▸ **Fragmento aportado**
De modo que un día entrevisté a Beatriz Catalá, probablemente fuese 2007 o algo así. Ella tenía buena relación con el chavismo y al parecer después la enviaron a una embajada europea. Pero cuando la visité en su casa en el este de Caracas, me contó cosas, algunas ya las he comentado. Otra: las pesadillas de su pareja. La forma en que dormía ya era una secuela de la tortura que se le quedó pegada al alma: acurrucado, agazapado, tembloroso. Sus padecimientos, la tortura que le había impuesto el régimen de Pérez Jiménez, lo dejó marcado sicológicamente.
Pero todavía queda por explicar por qué el chavismo sacó a Catalá de la Imprenta Nacional en 2001, donde estuvo durante diez años de desempeño en esa última etapa de servidor público, tan cerca de su pasión editora.
-Tenía amigos en el chavismo como Miquilena y José Vicente Rangel y no hicieron nada por él -contó Beatriz.
Pues eso, que quedará sin explicar. Y que la esta historia no ha terminado. Venezuela está plagada de torturadores. Simón Alberto Consalvi y Octavio Lepage decían, cuando alguien les preguntaba por el periódico Resistencia,«eso lo debe tener Catalá». Para ellos, Catalá era, y lo sería por siempre, la memoria confiable, el archivo viviente, el disco duro de la Venezuela dispuesta a no olvidar. Para Teté Morín, una de las simpatizantes adecas que sacaba los originales de Resistencia a principios de los años cincuenta, Catalá era un hermano.

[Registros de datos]
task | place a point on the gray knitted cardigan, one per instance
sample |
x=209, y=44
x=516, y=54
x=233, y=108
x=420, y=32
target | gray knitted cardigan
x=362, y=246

▸ **Instrucciones**
1. Reproduce el fragmento sobre Catalá desde "De modo que" hasta "dejó marcado sicológicamente.", ambos incluidos.
2. Indica si cada afirmación concuerda con el fragmento sobre Catalá y cita las palabras que lo deciden: (a) Catalá pasó diez años en la Imprenta Nacional. (b) Beatriz Catalá vivía en el oeste de Caracas. (c) Según Beatriz, Miquilena y José Vicente Rangel ayudaron a Catalá.
3. Continúa el fragmento sobre Catalá a partir de su última oración.

▸ **Respuestas**
1.
De modo que un día entrevisté a Beatriz Catalá, probablemente fuese 2007 o algo así. Ella tenía buena relación con el chavismo y al parecer después la enviaron a una embajada europea. Pero cuando la visité en su casa en el este de Caracas, me contó cosas, algunas ya las he comentado. Otra: las pesadillas de su pareja. La forma en que dormía ya era una secuela de la tortura que se le quedó pegada al alma: acurrucado, agazapado, tembloroso. Sus padecimientos, la tortura que le había impuesto el régimen de Pérez Jiménez, lo dejó marcado sicológicamente.

2.
(a) Sí: "donde estuvo durante diez años de desempeño en esa última etapa de servidor público".
(b) No: "cuando la visité en su casa en el este de Caracas".
(c) No: "Tenía amigos en el chavismo como Miquilena y José Vicente Rangel y no hicieron nada por él".

3.
Eso, resistencia, sigue siendo una palabra clave. Y es cierto, nunca existirá nadie como José Agustín Catalá. Pero tiene que haber seguidores que tomen nota, documenten y reseñen cada torturado de los últimos años en el Helicoide o en Plaza Venezuela o en plena calle. Tiene que haberlos. Algún día aparecerá una nueva edición del Libro Negro o, mejor dicho, un segundo tomo bastante grueso. Puede que las páginas no sean de papel sino digitales, pero el contenido será parecido y ojalá, entonces, sí, el pueblo de Venezuela, que ha cometido tantos errores y se ha dejado embaucar como una veleta por un soplido furioso que suena vengativo, tenga entonces la suficiente experiencia acumulada como para no caer más nunca en la trampa. Nunca existirá alguien como José Agustín Catalá, pero sí habrá de contar con una especie de feligresía tras su ejemplo.